Exercise passage =
= Beginning of Section =
Warmer-than-normal temperatures are expected for much of the Northeast through the end of March, which will slow down demand for natural gas heating. The decline in demand has accelerated due to the shift from February demand heights to the mild early March weather we are experiencing now. The seasonal transition from spring to summer is usually followed by price increases in natural gas and electricity future. Withdrawals from natural gas storage have also been lower due to the rise in temperatures. This week’s withdrawals are not too different from last week, coming in with a withdrawal of 1,782 Bcf compared to last week’s 1,793 Bcf. Meanwhile, the April 2021 natural gas contract is trading down $0.03 at $2.50, and the April 2021 crude oil contract is down $0.80 at $63.80.

Many vaccinations have been given out already and President Biden is hopeful that by the July 4th weekend, a majority of adults in the U.S. will be vaccinated. In other news, the third stimulus check of $1,400 has been approved and is making its way to eligible citizens in order to boost the economy.
= End of Section =
Collection entries =
= Beginning of Section =
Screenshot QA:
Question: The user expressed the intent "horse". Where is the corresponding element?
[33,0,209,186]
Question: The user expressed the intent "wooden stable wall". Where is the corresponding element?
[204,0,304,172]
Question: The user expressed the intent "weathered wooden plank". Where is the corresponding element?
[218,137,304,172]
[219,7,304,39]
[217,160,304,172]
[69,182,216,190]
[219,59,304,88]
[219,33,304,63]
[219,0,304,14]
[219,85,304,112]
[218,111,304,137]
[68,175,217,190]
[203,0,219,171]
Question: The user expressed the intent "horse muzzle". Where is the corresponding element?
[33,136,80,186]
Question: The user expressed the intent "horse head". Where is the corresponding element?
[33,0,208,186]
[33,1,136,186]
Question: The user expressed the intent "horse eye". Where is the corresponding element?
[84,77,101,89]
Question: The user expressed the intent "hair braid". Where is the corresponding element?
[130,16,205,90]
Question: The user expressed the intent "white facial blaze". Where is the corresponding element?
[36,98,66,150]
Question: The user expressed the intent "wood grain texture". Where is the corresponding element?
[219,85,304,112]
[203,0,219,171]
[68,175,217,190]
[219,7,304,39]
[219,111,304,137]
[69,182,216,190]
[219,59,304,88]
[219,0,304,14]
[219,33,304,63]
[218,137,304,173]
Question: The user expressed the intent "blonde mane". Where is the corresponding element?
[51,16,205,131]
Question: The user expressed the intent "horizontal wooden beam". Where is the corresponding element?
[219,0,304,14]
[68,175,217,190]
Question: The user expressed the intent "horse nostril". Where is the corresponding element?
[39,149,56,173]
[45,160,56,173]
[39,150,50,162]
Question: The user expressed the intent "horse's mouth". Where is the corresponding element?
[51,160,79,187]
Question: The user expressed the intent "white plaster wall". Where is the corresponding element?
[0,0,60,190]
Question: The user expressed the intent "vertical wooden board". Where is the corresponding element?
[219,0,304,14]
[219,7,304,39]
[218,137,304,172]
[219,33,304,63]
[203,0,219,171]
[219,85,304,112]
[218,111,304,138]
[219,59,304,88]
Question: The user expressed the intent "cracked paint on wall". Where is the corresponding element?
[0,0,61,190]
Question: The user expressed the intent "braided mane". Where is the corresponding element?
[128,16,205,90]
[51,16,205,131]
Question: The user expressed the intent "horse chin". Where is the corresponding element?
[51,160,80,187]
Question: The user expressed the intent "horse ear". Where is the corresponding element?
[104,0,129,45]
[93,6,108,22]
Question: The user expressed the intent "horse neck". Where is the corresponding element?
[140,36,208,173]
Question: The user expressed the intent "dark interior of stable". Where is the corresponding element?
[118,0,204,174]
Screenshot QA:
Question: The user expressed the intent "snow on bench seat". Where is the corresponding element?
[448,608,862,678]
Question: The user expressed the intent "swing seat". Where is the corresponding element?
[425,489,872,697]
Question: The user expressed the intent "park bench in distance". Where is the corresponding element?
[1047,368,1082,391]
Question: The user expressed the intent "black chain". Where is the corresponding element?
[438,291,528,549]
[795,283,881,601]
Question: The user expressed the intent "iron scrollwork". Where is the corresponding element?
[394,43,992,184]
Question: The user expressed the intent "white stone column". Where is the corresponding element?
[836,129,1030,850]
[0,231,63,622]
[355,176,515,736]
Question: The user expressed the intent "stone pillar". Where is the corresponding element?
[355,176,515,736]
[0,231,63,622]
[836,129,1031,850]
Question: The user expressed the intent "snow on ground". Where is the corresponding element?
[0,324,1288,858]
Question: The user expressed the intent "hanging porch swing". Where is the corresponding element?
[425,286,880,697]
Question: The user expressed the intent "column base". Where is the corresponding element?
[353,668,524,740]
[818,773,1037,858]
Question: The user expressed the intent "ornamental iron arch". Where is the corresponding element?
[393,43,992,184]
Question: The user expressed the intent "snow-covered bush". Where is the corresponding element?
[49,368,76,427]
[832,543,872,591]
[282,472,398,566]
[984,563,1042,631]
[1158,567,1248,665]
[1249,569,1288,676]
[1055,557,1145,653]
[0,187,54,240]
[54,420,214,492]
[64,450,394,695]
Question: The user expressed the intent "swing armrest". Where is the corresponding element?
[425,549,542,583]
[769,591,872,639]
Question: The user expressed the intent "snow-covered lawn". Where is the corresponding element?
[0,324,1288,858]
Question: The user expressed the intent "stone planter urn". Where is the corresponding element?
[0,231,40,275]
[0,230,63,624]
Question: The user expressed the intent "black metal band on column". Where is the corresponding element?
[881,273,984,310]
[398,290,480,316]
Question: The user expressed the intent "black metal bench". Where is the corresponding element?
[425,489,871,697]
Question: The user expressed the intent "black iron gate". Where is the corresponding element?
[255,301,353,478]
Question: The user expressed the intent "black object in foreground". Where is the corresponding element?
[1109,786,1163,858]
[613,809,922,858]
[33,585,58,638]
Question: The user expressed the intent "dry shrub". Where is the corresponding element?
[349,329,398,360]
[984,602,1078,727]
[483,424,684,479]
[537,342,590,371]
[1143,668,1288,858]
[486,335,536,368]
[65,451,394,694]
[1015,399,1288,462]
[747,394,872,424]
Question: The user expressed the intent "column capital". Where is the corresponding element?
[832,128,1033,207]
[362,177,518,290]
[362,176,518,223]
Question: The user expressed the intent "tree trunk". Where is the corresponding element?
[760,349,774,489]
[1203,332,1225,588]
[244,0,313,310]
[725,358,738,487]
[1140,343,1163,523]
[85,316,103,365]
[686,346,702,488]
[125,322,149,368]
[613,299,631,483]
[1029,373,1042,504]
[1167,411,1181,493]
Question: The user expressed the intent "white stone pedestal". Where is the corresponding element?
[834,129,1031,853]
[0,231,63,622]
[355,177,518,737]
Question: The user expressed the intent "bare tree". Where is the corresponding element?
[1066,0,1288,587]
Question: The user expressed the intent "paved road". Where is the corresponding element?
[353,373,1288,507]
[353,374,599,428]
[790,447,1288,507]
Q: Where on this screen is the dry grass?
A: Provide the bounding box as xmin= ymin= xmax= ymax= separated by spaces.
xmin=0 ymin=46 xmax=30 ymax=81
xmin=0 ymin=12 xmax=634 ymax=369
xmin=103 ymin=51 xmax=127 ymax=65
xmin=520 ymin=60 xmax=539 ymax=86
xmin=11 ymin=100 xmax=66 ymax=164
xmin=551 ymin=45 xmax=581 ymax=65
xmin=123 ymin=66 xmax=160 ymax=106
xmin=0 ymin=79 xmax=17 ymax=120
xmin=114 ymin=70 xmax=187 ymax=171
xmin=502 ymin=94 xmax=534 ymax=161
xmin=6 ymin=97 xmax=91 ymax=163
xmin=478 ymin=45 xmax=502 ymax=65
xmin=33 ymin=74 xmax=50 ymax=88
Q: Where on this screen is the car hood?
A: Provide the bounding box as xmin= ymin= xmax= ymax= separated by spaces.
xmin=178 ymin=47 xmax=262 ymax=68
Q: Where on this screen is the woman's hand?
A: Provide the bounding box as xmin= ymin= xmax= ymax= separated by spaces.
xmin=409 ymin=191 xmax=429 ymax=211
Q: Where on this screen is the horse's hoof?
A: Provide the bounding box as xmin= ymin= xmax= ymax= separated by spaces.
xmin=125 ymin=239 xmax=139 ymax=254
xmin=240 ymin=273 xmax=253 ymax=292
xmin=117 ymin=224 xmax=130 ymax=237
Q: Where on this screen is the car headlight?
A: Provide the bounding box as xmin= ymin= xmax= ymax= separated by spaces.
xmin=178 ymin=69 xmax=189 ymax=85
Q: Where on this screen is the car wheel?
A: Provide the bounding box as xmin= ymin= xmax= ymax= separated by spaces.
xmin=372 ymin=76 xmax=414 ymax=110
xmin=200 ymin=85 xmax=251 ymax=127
= End of Section =
Work instructions =
[1] Rewrite the stretch of the energy market update from "Many vaccinations have" through "boost the economy.", switching "third stimulus check" to "latest stimulus payment".
[2] According to the energy market update, what price is the April 2021 crude oil contract trading at?

Answers for the exercise =
[1]
Many vaccinations have been given out already and President Biden is hopeful that by the July 4th weekend, a majority of adults in the U.S. will be vaccinated. In other news, the latest stimulus payment of $1,400 has been approved and is making its way to eligible citizens in order to boost the economy.

[2] $63.80, down $0.80.